- _CONSEGNA 1_: Ripeta fedelmente il passo del testo su Ezio Vendrame compreso tra "Non so in quanti" e "diventare un campione.", estremi inclusi.
- _CONSEGNA 2_: In base al testo su Ezio Vendrame, perché il calciatore, pur dotato di un talento limpido, non divenne un campione? Risponda in una-tre frasi.
- _CONSEGNA 3_: Prosegua il testo su Ezio Vendrame a partire dal punto in cui si interrompe.

Non so in quanti ricordino Ezio Vendrame, scomparso oggi a settantadue anni. Giampiero Boniperti, il fuoriclasse e storico presidente della Juventus, lo definiva il Kempes italiano. Per altri, era il George Best italiano. Ma Ezio Vendrame era solo se stesso, e la scelta di esserlo sempre e comunque era il suo più grande vanto.
Era un calciatore che il destino aveva dotato di un talento limpido, cristallino, ma accompagnando quel dono con una maledizione: non gli aveva corrisposto la voglia di sacrificarsi, la forza di carattere che permette ad un giovane di classe di diventare un campione.
O forse no. Forse, semplicemente, Ezio aveva scoperto che l’essenziale non era nel mondo del calcio, ma altrove: nell’amore, nelle donne, nell’amicizia, nella poesia, nel vino e nella buona cucina. E sì, anche nella perdizione, a voler giudicare da bacchettoni. Ce lo racconta in una splendida autobiografia dal titolo emblematico, Se mi mandi in tribuna, godo: una sorta di epitaffio di un modo di percepire e vivere la vita ormai scomparso.

- _DATI FORNITI_:
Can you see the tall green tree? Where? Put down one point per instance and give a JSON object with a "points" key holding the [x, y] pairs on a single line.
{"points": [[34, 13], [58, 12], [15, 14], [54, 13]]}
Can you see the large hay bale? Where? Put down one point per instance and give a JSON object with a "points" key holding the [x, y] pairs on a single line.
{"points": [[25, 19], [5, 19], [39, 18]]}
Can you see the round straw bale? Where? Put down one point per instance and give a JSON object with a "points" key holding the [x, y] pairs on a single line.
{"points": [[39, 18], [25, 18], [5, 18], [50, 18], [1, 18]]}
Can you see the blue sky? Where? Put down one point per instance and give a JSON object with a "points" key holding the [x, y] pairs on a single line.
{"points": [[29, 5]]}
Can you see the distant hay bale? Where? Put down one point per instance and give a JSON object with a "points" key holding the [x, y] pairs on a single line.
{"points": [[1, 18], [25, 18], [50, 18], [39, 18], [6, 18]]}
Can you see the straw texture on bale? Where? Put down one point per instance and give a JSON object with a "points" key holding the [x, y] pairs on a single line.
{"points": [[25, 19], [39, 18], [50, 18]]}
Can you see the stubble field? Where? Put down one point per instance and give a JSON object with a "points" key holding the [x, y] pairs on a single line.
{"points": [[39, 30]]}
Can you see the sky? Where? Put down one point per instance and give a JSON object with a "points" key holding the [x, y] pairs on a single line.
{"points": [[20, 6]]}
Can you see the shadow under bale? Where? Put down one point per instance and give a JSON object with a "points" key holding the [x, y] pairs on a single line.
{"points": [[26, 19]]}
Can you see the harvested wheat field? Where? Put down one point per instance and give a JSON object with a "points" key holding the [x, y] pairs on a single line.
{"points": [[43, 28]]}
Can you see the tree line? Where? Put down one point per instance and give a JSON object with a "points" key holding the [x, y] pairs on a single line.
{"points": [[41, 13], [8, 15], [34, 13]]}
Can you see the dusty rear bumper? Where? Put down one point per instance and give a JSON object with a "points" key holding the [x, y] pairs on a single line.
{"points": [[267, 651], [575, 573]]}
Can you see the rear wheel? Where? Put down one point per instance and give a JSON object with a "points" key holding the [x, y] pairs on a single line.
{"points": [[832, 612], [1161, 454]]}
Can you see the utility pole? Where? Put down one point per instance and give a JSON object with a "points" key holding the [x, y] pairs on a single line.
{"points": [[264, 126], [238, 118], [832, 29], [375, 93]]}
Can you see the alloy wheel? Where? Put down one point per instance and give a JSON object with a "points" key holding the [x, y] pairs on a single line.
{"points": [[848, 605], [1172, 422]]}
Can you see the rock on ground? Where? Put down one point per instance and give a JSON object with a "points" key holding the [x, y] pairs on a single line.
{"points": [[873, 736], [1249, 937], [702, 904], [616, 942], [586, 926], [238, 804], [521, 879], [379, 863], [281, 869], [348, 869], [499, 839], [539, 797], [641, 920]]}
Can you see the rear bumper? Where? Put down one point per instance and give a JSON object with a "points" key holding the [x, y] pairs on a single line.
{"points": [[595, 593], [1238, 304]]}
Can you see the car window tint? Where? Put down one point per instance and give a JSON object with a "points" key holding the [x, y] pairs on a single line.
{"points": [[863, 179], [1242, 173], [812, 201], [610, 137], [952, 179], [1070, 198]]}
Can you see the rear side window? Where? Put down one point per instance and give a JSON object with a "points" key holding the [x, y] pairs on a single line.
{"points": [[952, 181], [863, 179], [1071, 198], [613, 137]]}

- _ESITO DELL'ESERCIZIO 1_:
Non so in quanti ricordino Ezio Vendrame, scomparso oggi a settantadue anni. Giampiero Boniperti, il fuoriclasse e storico presidente della Juventus, lo definiva il Kempes italiano. Per altri, era il George Best italiano. Ma Ezio Vendrame era solo se stesso, e la scelta di esserlo sempre e comunque era il suo più grande vanto.
Era un calciatore che il destino aveva dotato di un talento limpido, cristallino, ma accompagnando quel dono con una maledizione: non gli aveva corrisposto la voglia di sacrificarsi, la forza di carattere che permette ad un giovane di classe di diventare un campione.

- _ESITO DELL'ESERCIZIO 2_: Al suo talento non si accompagnavano la voglia di sacrificarsi e la forza di carattere che permettono a un giovane di classe di diventare un campione. In alternativa, il testo ipotizza che Vendrame avesse scoperto che l'essenziale non stava nel calcio, ma altrove: nell'amore, nelle donne, nell'amicizia, nella poesia, nel vino e nella buona cucina.

- _ESITO DELL'ESERCIZIO 3_:
Perché Ezio Vendrame apparteneva ad una categoria di calciatori, di uomini, ormai estinta: i Meroni, gli Zigoni, i Faloppa, i Frustalupi, i Sollier: quelli che mettevano la passione e l’amore per la libertà in cima, nel calcio come nella vita, con quella voglia di stupire, anche in fondo autodistruttiva. Professionisti della vita, più che del calcio, per i quali questo era solo un gioco, un godimento dell’anima e del corpo. Sì, uomini di un’altra era geologica.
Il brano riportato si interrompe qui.